__Record set__:
* * * * * * * * *

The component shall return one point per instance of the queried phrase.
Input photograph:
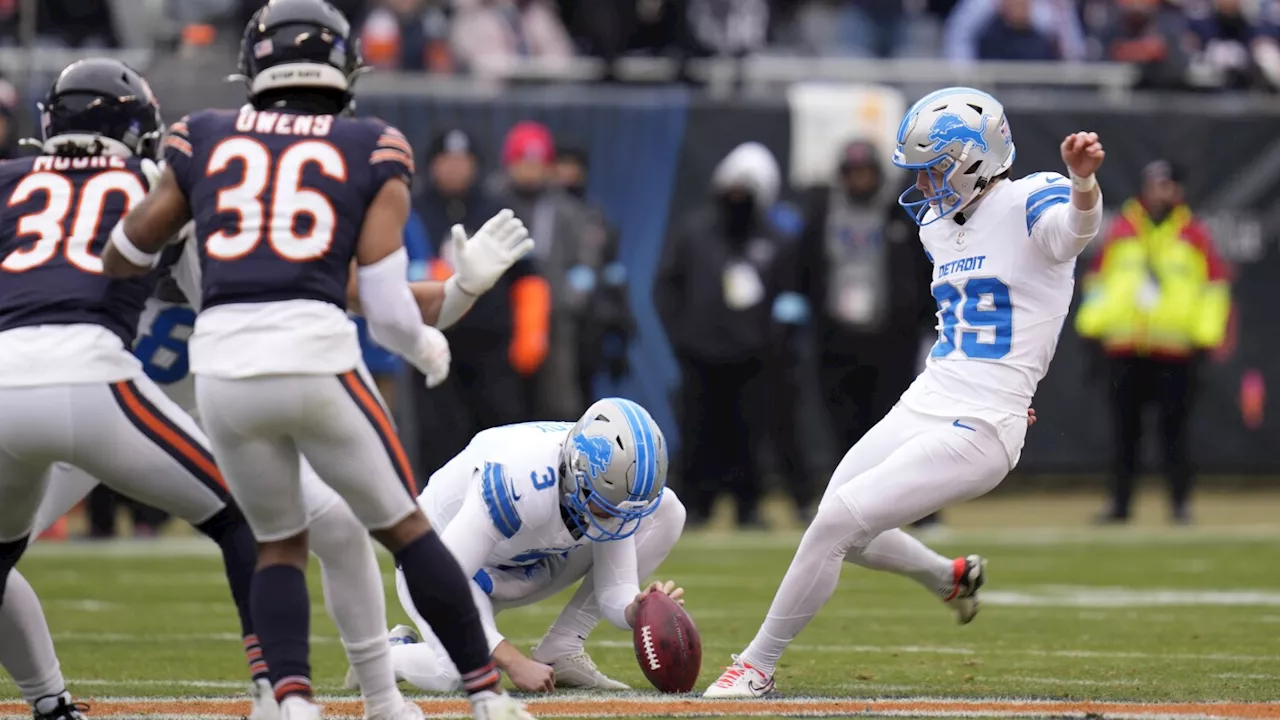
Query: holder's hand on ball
(666, 588)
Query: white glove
(151, 171)
(489, 253)
(434, 356)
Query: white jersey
(1004, 282)
(497, 505)
(512, 473)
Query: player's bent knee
(336, 531)
(405, 532)
(223, 523)
(288, 551)
(836, 527)
(10, 552)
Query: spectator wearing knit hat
(570, 254)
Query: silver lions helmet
(960, 139)
(613, 468)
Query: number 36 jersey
(1004, 282)
(279, 199)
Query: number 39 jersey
(62, 320)
(279, 199)
(1004, 288)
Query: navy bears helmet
(100, 106)
(292, 45)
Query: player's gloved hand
(668, 587)
(1083, 154)
(530, 675)
(434, 356)
(483, 258)
(151, 171)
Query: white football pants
(426, 665)
(259, 427)
(129, 434)
(909, 465)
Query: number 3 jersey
(1004, 282)
(62, 320)
(499, 500)
(279, 199)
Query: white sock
(808, 584)
(425, 668)
(26, 646)
(353, 595)
(896, 551)
(572, 625)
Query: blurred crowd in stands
(1178, 42)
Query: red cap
(528, 141)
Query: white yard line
(1022, 537)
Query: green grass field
(1147, 614)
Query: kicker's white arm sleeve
(1065, 231)
(388, 305)
(456, 304)
(616, 577)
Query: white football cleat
(400, 634)
(498, 706)
(264, 702)
(740, 679)
(298, 709)
(577, 670)
(407, 710)
(970, 573)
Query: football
(667, 645)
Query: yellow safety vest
(1152, 292)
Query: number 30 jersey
(1004, 282)
(279, 199)
(62, 320)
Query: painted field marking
(841, 648)
(657, 706)
(784, 540)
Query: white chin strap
(109, 146)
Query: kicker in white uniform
(1004, 265)
(528, 510)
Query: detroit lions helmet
(615, 461)
(960, 137)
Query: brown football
(667, 645)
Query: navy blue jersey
(279, 199)
(53, 229)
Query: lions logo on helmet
(951, 128)
(595, 451)
(956, 141)
(613, 469)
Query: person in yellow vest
(1156, 299)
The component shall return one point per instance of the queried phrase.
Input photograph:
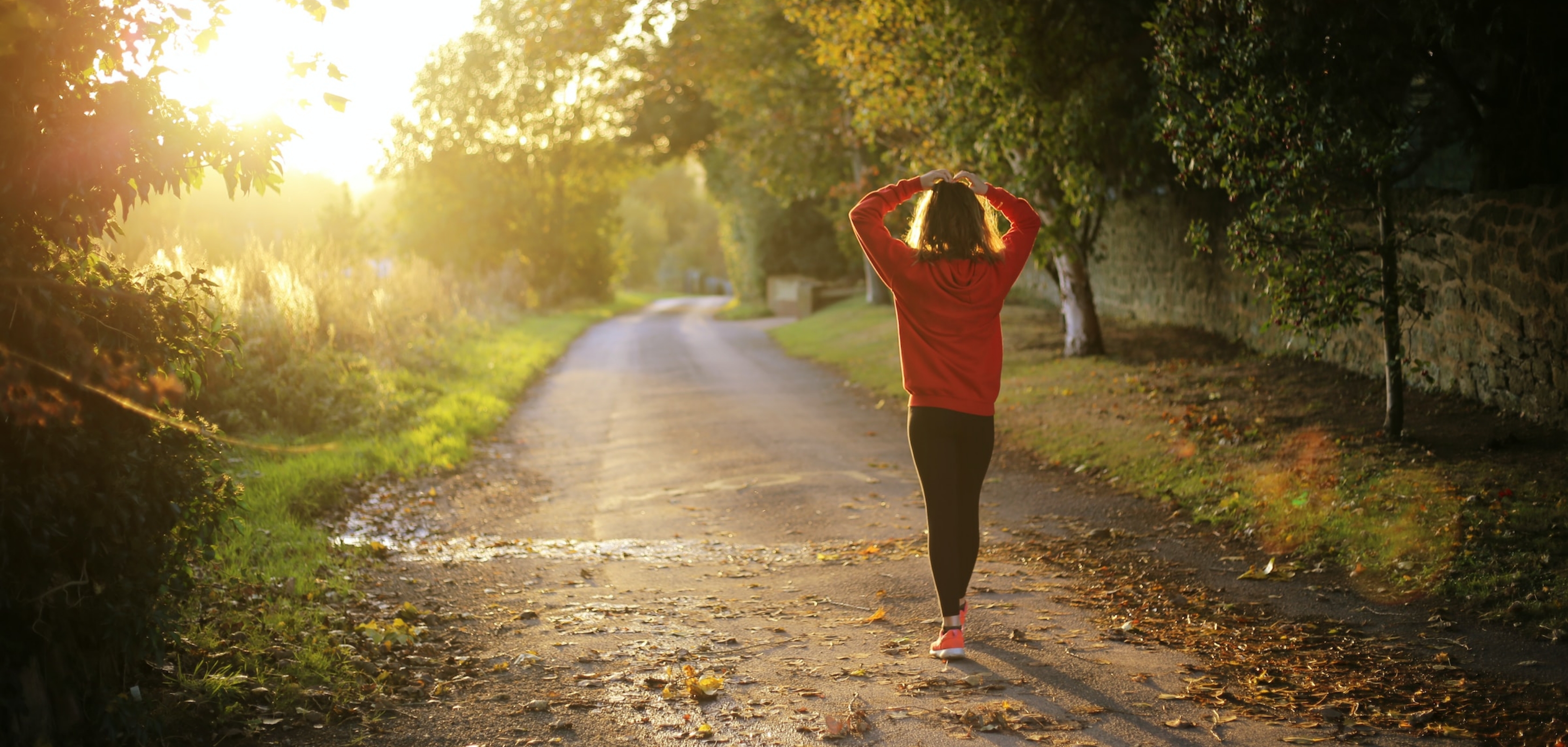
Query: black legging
(952, 452)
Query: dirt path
(679, 493)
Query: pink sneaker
(949, 646)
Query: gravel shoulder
(684, 534)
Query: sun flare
(270, 59)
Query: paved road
(678, 492)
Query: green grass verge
(1477, 529)
(266, 627)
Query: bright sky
(378, 44)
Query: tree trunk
(1078, 305)
(877, 292)
(1393, 343)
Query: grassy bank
(1283, 451)
(266, 636)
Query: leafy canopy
(513, 155)
(1305, 113)
(1048, 99)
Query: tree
(735, 84)
(1050, 99)
(515, 145)
(1310, 117)
(105, 487)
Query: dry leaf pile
(1318, 669)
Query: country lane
(679, 498)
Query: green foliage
(1392, 509)
(1048, 99)
(311, 208)
(670, 225)
(1308, 115)
(277, 578)
(513, 159)
(101, 506)
(735, 82)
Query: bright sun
(377, 44)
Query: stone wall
(1498, 283)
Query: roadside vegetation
(1281, 451)
(367, 369)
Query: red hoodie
(949, 311)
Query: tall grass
(394, 363)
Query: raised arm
(877, 242)
(1020, 239)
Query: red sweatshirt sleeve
(1020, 239)
(877, 242)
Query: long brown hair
(952, 223)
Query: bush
(96, 521)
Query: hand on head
(974, 181)
(927, 179)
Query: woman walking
(948, 285)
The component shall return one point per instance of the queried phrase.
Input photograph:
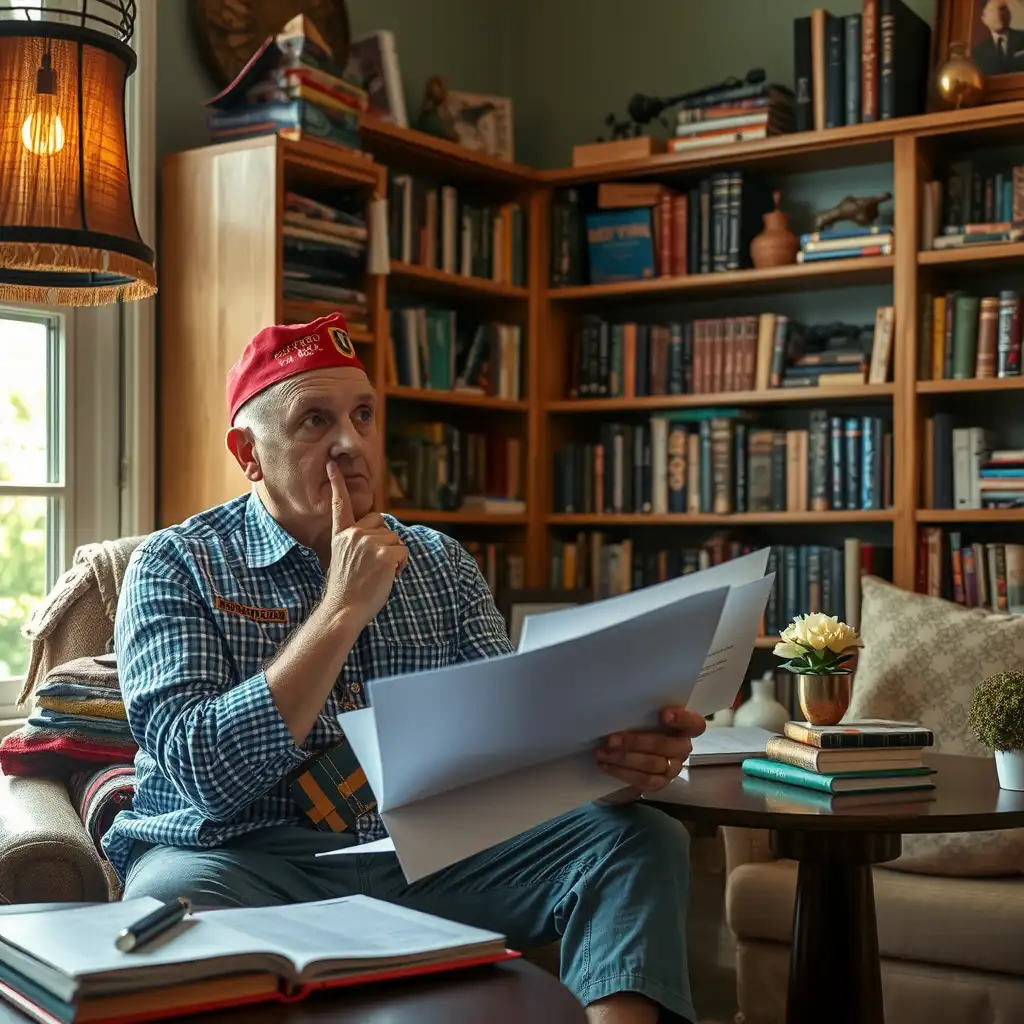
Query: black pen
(153, 925)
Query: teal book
(854, 781)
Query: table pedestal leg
(835, 972)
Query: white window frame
(110, 366)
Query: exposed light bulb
(42, 133)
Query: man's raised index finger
(341, 504)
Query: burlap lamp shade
(68, 230)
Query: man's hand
(366, 557)
(649, 761)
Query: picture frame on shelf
(976, 24)
(515, 605)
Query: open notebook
(62, 965)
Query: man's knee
(209, 878)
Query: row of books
(973, 573)
(430, 348)
(867, 66)
(325, 254)
(754, 112)
(292, 87)
(846, 243)
(966, 336)
(808, 578)
(435, 225)
(714, 356)
(963, 470)
(700, 462)
(438, 466)
(856, 764)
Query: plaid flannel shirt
(204, 607)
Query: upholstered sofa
(950, 910)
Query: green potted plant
(818, 649)
(996, 717)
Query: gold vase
(824, 699)
(958, 81)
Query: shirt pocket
(402, 656)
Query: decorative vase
(958, 81)
(824, 699)
(1010, 768)
(776, 245)
(762, 710)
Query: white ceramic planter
(1010, 768)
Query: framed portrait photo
(992, 32)
(517, 604)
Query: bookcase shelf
(240, 177)
(776, 396)
(797, 276)
(937, 516)
(428, 279)
(466, 398)
(972, 385)
(995, 253)
(706, 519)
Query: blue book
(621, 245)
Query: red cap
(278, 352)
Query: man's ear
(242, 444)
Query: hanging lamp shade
(68, 229)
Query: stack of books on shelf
(293, 87)
(438, 226)
(846, 243)
(704, 123)
(963, 470)
(439, 466)
(723, 354)
(706, 228)
(326, 258)
(811, 578)
(431, 348)
(851, 765)
(975, 574)
(963, 336)
(869, 66)
(716, 461)
(973, 205)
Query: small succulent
(996, 714)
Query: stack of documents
(468, 756)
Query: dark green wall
(566, 64)
(463, 39)
(572, 61)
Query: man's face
(995, 15)
(310, 419)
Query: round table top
(967, 798)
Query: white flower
(786, 649)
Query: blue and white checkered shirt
(214, 752)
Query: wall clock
(230, 32)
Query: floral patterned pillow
(922, 658)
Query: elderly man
(244, 632)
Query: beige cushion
(963, 923)
(922, 659)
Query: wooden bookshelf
(211, 306)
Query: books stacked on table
(856, 763)
(846, 243)
(326, 258)
(291, 87)
(737, 115)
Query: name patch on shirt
(251, 611)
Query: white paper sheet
(468, 756)
(557, 627)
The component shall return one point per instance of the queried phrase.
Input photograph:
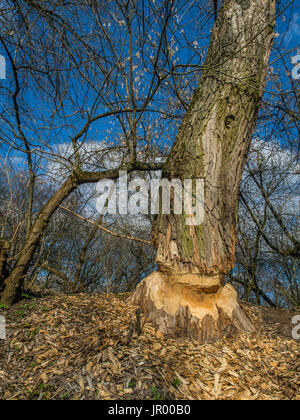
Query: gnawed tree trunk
(4, 248)
(186, 296)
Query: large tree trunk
(186, 296)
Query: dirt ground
(87, 347)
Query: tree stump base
(190, 306)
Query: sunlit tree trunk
(186, 296)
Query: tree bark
(14, 282)
(186, 296)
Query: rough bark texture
(4, 248)
(212, 144)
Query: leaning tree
(187, 295)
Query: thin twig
(117, 235)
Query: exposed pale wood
(186, 296)
(186, 309)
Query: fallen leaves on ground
(86, 347)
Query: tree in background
(186, 295)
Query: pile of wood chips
(88, 347)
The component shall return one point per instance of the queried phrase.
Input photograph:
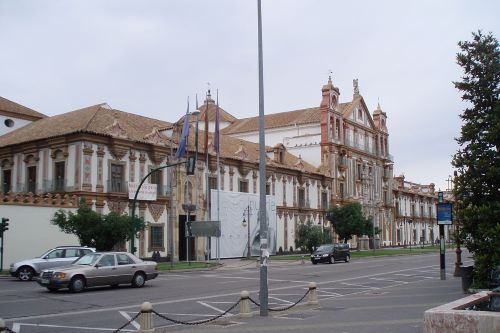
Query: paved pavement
(380, 294)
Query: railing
(56, 185)
(118, 186)
(28, 187)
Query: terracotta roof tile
(98, 119)
(22, 111)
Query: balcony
(27, 187)
(163, 190)
(117, 186)
(57, 185)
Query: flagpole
(217, 133)
(264, 254)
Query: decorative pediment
(156, 138)
(118, 151)
(299, 164)
(156, 210)
(117, 207)
(241, 152)
(116, 129)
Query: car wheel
(25, 273)
(77, 284)
(138, 280)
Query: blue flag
(184, 135)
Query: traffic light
(4, 226)
(190, 165)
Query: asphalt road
(385, 294)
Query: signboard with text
(147, 191)
(444, 213)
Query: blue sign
(444, 213)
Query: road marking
(281, 300)
(189, 299)
(358, 285)
(397, 281)
(17, 327)
(132, 322)
(211, 307)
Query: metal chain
(131, 320)
(284, 308)
(196, 322)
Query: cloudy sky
(146, 57)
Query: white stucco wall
(18, 123)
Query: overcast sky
(146, 57)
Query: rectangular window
(31, 179)
(117, 178)
(59, 168)
(324, 200)
(302, 198)
(156, 238)
(6, 181)
(243, 186)
(157, 178)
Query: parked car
(330, 253)
(100, 269)
(25, 270)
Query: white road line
(17, 329)
(281, 300)
(359, 285)
(211, 307)
(379, 279)
(137, 306)
(134, 323)
(322, 291)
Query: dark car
(330, 253)
(99, 269)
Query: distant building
(315, 158)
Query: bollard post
(245, 305)
(312, 298)
(146, 318)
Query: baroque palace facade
(318, 157)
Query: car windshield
(325, 248)
(88, 259)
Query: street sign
(444, 213)
(205, 228)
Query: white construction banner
(234, 208)
(147, 191)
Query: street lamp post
(458, 251)
(247, 224)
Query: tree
(100, 231)
(309, 236)
(477, 181)
(348, 221)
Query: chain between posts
(284, 308)
(196, 322)
(128, 323)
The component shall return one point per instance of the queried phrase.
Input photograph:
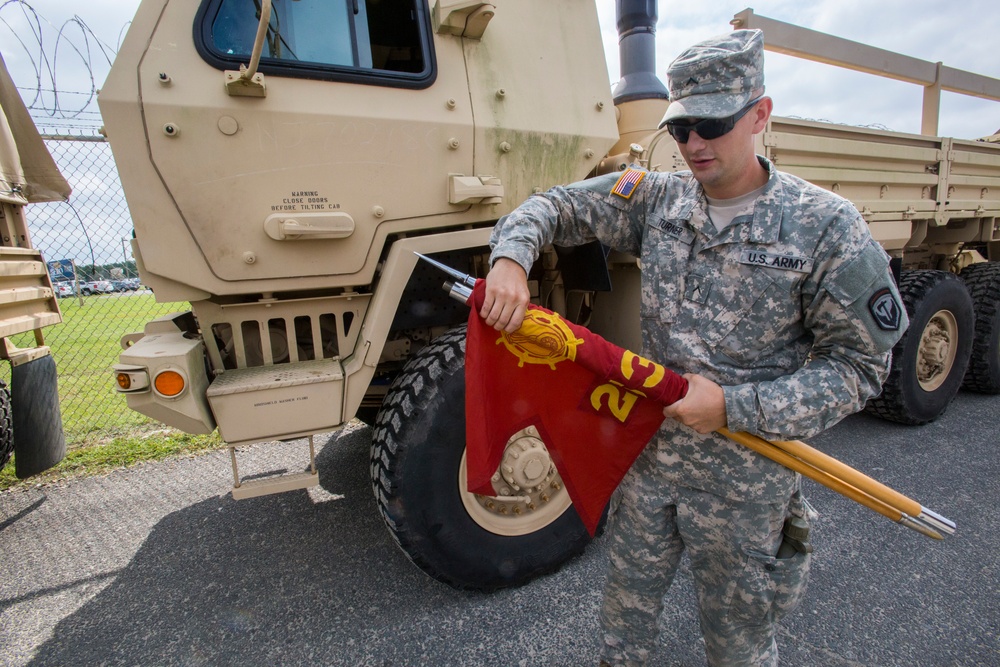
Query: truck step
(243, 489)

* * * * * * * * *

__To do__: Retype verbatim only the lines beginning with the line that contains "Query: overcast sky" and ending with the last line of the listing above; pictures are to be excluded.

__Solution to the exercise__:
Query: overcast sky
(146, 57)
Query: rectangular window
(31, 179)
(117, 178)
(59, 168)
(324, 200)
(302, 198)
(156, 238)
(6, 181)
(243, 186)
(157, 178)
Query: parked car
(330, 253)
(100, 269)
(25, 270)
Query: white road line
(17, 329)
(281, 300)
(359, 285)
(211, 307)
(379, 279)
(137, 306)
(134, 323)
(322, 291)
Query: dark car
(330, 253)
(99, 269)
Query: distant building
(315, 158)
Query: bollard post
(245, 305)
(312, 298)
(146, 318)
Query: baroque palace facade
(318, 157)
Query: car windshield
(325, 248)
(88, 259)
Query: street sign
(444, 213)
(205, 228)
Query: white construction banner
(234, 208)
(147, 191)
Query: street lamp post
(458, 251)
(247, 224)
Query: tree
(100, 231)
(309, 236)
(477, 181)
(348, 221)
Query: chain between posts
(284, 308)
(196, 322)
(128, 323)
The component shall return one point per instance of the queried phrase.
Input photograph:
Query: truck step
(243, 489)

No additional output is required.